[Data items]
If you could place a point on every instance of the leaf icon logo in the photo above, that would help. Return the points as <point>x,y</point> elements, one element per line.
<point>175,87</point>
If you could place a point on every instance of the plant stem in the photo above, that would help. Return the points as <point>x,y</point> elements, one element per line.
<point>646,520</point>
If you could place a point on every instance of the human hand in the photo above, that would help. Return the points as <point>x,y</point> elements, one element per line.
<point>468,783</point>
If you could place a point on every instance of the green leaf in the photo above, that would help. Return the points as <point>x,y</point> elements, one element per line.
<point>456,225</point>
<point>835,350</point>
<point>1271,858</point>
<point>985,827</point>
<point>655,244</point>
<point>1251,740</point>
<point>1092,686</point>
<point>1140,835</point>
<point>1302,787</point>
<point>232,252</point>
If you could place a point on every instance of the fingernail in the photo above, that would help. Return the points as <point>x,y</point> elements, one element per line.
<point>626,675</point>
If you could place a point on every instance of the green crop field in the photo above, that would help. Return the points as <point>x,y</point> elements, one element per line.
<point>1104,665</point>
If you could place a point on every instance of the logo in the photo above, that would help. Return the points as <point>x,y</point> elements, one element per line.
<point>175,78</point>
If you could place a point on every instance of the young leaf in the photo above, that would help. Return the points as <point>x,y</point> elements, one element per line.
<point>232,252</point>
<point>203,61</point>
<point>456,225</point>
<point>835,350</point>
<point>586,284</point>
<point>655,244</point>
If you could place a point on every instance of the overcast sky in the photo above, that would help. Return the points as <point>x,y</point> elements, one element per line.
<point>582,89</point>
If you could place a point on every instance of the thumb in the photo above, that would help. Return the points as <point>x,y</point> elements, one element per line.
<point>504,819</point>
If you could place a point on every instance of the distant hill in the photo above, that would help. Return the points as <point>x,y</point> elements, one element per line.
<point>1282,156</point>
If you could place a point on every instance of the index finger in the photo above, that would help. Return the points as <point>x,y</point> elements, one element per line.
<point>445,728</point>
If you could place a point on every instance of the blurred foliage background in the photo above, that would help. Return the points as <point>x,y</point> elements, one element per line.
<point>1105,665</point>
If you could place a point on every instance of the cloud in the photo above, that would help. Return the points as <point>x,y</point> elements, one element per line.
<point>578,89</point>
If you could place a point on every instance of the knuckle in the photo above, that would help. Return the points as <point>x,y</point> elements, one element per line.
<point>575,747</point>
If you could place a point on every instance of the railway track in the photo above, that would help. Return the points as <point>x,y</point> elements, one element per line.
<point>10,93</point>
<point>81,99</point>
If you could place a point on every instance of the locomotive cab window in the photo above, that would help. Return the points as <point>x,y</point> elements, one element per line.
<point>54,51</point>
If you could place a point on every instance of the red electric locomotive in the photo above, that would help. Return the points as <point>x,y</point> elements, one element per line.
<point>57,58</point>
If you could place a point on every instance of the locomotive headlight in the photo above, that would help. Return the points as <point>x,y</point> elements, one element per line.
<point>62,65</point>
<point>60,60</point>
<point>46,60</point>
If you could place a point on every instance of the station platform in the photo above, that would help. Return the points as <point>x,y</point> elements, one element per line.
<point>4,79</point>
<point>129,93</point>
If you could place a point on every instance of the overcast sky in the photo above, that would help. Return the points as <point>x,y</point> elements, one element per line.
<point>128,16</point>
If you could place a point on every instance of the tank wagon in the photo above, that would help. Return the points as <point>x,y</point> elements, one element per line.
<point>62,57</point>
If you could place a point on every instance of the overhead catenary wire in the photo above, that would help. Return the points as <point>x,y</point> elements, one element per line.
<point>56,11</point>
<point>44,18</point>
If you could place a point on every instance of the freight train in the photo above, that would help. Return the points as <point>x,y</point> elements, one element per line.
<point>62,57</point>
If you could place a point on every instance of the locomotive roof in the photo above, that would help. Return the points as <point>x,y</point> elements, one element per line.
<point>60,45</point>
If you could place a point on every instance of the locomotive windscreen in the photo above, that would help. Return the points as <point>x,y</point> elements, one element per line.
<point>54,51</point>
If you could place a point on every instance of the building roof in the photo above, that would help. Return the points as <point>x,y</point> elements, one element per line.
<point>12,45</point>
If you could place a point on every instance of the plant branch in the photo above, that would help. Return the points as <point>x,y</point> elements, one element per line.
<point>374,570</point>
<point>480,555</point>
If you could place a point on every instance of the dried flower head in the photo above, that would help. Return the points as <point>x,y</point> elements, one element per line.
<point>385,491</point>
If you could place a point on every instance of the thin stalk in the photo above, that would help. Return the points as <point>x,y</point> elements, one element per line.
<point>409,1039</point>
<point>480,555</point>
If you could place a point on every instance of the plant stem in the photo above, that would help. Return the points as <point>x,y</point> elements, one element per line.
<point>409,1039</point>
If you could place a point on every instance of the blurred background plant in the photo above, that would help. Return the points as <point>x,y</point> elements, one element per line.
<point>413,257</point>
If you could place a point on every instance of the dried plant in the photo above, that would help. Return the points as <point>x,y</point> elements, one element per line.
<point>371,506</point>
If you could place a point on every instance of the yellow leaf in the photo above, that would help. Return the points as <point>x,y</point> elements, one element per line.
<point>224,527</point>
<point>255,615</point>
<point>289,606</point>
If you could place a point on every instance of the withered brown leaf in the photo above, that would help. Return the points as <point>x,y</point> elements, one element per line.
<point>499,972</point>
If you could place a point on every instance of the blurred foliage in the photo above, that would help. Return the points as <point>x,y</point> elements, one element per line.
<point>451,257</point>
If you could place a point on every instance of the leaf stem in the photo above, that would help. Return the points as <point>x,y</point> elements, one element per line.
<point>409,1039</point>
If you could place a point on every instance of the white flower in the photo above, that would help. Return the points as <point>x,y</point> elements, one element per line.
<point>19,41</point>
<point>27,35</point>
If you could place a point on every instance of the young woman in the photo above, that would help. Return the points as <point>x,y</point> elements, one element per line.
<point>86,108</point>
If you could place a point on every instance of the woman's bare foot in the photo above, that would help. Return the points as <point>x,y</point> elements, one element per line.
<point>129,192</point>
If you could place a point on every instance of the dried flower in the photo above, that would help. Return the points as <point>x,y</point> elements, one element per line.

→ Task brief
Output all of the data above without any alteration.

→ Result
If you could place a point on every instance of the leaf icon logo in the photo above, that would help. Return the points as <point>x,y</point> elements, one element per line.
<point>175,87</point>
If you could place a point on every instance of the plant stem in the photo above, that would help. Return the points as <point>x,y</point> elements, one element per line.
<point>646,520</point>
If you could place a point on every instance of the human hand in the photo above, that would help. Return the points as <point>x,y</point> elements, one element per line.
<point>468,783</point>
If you could place a point on every instance of the green leaf in the photo above, that would help. Return the points as <point>x,y</point> elements, one element per line.
<point>456,225</point>
<point>835,350</point>
<point>1271,858</point>
<point>985,827</point>
<point>655,244</point>
<point>1251,740</point>
<point>1092,686</point>
<point>1140,835</point>
<point>1302,787</point>
<point>232,252</point>
If you could place a point on every instance of the fingernail in the photo above, that would help. Return the points as <point>x,y</point> elements, one element per line.
<point>626,675</point>
If you could place a point on every instance of the green crop field in the photo above, that would help. Return the points as <point>x,y</point> elements, one element per line.
<point>1104,665</point>
If you could place a point on every instance of the logo in the photo above, that would help. Return the points as <point>x,y</point> elements, one element per line.
<point>175,78</point>
If you could place a point on every instance of the young leaf in the photo above, that would help. Return the points as <point>x,y</point> elements, one element per line.
<point>232,252</point>
<point>203,61</point>
<point>456,225</point>
<point>835,350</point>
<point>586,284</point>
<point>655,244</point>
If you could place a point on every instance of the overcast sky in the photo above, that would help. Return the points as <point>x,y</point> elements, one element per line.
<point>582,89</point>
If you could place a point on every instance of the thumb in the photo above, that would help. Return the points as <point>x,y</point> elements, one element per line.
<point>504,819</point>
If you could place a point on every instance of the distant hill in the photo above, that would help. Return the points as <point>x,y</point> elements, one element per line.
<point>1282,156</point>
If you could place a point on every instance of the index finger in the photo above, that would help. Return the points as <point>x,y</point> elements, one element per line.
<point>445,728</point>
If you could place a point on every instance of the blurred foliage background in the photo above, that would help. Return the points as <point>x,y</point> elements, one element per line.
<point>1105,665</point>
If you could place a point on every instance of the cloud in the photo above, that would help. Return the points as <point>x,y</point> elements, one element per line.
<point>578,89</point>
If you could place a point on every instance of the knuckle in the photo above, that would help. Return the points as <point>x,y</point> elements, one element per line.
<point>575,747</point>
If you could place a point on every instance of the railway track in the photo above, that would help. Return the points as <point>x,y</point> elements, one element per line.
<point>10,93</point>
<point>81,99</point>
If you could place a point on every instance of the locomotive cab window in the photo above, that would help. Return the points as <point>x,y</point> elements, one element per line.
<point>54,51</point>
If you could place a point on every instance of the red electric locomotive in the photo above, that would help. Return the points as <point>x,y</point> elements, one element per line.
<point>57,58</point>
If you could place a point on every instance of the locomotive headlight in the photo above, that would help. Return the points as <point>x,y</point> elements, one element per line.
<point>62,65</point>
<point>60,60</point>
<point>46,60</point>
If you could place a point on every instance of the station platform in the photo above, that would help. Return the points as <point>x,y</point> elements, one element per line.
<point>4,79</point>
<point>129,93</point>
If you could place a point on every instance of the overcast sky in the photo above, that would help. Return the points as <point>x,y</point> elements, one element per line.
<point>128,16</point>
If you could place a point on every instance of the tank wagon in the photo above, that would help. Return the points as <point>x,y</point> elements, one element per line.
<point>62,57</point>
If you could place a point on every instance of the overhead catenary wire in the photo above, that would help. Return the points as <point>x,y</point> elements, one element per line.
<point>56,11</point>
<point>44,18</point>
If you could place a point on every instance of the freight train in the photo above, that would help. Return the points as <point>x,y</point> elements, one element per line.
<point>62,57</point>
If you could place a point on every instance of the locomotive roof in the photo above, that would help. Return the points as <point>x,y</point> elements, one element per line.
<point>60,45</point>
If you could place a point on every instance of the locomotive windscreen in the photo above, that would help. Return the points as <point>x,y</point> elements, one element per line.
<point>54,51</point>
If you could place a point on every instance of the building roof in the photo above, that would help. Return the points as <point>x,y</point> elements, one element per line.
<point>12,45</point>
If you could place a point on every instance of the plant branch in the photo above, that would help. Return the points as <point>x,y</point> elements, one element per line.
<point>374,570</point>
<point>480,555</point>
If you could place a point on every instance of the dried flower head in the photo above, that would help. Return the points as <point>x,y</point> elements, one element per line.
<point>385,491</point>
If you could place a point on every instance of the thin stalk in the photo above, that would help. Return the points as <point>x,y</point> elements, one element per line.
<point>409,1039</point>
<point>480,555</point>
If you could place a point on every instance of the plant stem in the photo above, that would help. Return the points as <point>x,y</point> elements, one element per line.
<point>409,1039</point>
If you could place a point on every instance of the blurred background plant in the photo above, that would help. Return the points as <point>x,y</point> elements, one element per line.
<point>413,257</point>
If you could place a point on every instance of the dried plant in the photo above, that would help. Return the points as <point>x,y</point> elements, one element per line.
<point>371,506</point>
If you could place a point on every instance of the yellow leaf in the photo above, that would help. Return the points as <point>x,y</point> elements, one element per line.
<point>224,527</point>
<point>255,615</point>
<point>289,606</point>
If you could place a point on every instance of the withered brown leaf in the photo above, that would help. Return the points as <point>x,y</point> elements, one element per line.
<point>499,972</point>
If you could place a point on every instance of the blurred foliage in the photo above, that would help. Return the points as <point>x,y</point> elements, one element per line.
<point>451,257</point>
If you could place a point on every instance of the leaf stem in the photo above, that would help. Return the points as <point>x,y</point> elements, one element per line.
<point>409,1039</point>
If you could place a point on every instance of the white flower in the photo above, that would help. Return the points as <point>x,y</point> elements, one element per line.
<point>19,41</point>
<point>27,35</point>
If you could place a point on every instance of the young woman in the photo above, that would help. Return the points as <point>x,y</point> elements, one element per line.
<point>86,108</point>
If you could place a point on every instance of the woman's bare foot in the photo above, that would help. Return the points as <point>x,y</point> elements, one element per line.
<point>129,192</point>
If you could place a point on every instance of the dried flower in the photo above, that would help. Return the points as <point>x,y</point> elements, one element per line.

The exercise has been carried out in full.